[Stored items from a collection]
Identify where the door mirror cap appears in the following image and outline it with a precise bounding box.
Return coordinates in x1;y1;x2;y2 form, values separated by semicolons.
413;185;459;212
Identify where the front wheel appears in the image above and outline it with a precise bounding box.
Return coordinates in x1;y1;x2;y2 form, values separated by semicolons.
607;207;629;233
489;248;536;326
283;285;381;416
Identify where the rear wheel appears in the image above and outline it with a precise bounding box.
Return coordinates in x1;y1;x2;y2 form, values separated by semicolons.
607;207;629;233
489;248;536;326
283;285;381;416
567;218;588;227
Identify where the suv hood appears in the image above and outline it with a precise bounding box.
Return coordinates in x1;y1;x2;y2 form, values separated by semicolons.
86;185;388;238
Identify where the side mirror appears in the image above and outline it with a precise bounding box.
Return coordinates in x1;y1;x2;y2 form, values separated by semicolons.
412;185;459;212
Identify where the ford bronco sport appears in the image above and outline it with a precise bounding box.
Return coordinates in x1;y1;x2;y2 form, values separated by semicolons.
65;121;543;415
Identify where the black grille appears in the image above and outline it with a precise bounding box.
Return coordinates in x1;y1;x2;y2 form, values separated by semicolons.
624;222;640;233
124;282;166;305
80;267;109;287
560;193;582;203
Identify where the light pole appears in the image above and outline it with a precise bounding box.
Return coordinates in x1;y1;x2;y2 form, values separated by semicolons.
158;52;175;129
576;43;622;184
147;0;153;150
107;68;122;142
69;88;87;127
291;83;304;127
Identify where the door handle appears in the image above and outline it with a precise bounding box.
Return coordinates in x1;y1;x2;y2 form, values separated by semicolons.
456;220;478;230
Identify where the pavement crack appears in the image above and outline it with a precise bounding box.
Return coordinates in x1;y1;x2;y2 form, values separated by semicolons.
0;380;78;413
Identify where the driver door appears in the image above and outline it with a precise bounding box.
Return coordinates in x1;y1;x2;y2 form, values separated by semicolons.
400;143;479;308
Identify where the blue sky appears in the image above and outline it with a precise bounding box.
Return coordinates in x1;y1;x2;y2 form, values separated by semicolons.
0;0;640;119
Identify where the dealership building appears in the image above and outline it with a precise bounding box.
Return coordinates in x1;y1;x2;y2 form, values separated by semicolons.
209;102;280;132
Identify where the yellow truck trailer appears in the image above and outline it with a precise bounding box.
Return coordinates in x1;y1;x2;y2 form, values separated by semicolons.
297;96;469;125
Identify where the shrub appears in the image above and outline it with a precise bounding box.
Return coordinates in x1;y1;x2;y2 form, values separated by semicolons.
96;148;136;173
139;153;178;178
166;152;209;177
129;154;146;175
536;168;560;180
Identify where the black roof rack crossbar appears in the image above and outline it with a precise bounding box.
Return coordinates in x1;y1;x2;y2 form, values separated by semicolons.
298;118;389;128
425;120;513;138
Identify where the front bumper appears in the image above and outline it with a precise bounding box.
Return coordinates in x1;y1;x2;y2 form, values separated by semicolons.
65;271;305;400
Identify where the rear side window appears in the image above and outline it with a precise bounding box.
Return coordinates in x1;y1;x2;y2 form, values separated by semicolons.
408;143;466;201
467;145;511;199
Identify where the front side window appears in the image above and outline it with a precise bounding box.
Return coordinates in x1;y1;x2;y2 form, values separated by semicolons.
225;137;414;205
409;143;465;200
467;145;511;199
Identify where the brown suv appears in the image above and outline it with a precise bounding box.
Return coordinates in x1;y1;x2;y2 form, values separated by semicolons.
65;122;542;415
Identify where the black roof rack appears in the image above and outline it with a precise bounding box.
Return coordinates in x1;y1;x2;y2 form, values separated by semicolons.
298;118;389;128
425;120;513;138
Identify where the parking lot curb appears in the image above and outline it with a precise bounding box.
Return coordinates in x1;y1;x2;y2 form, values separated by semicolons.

DIRECTION >>
Pick out every line above that contains the word "roof" and copy each one. Case counts.

ANSWER >>
Identify where the black roof rack crossbar appears in the image above and outline it with a precise bounding box.
Identify where the black roof rack appears in the image above and outline it with a precise bounding box.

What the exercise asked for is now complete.